(Data records)
++++++++++

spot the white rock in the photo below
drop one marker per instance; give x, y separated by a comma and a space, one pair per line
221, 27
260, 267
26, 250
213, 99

++++++++++

Line by line, copy the entries above exactly as they appear.

TASK SOLUTION.
spot the white rock in the photo below
drop one marker per instance; give x, y separated by a comma and a space, one pair per line
221, 27
260, 267
26, 250
213, 99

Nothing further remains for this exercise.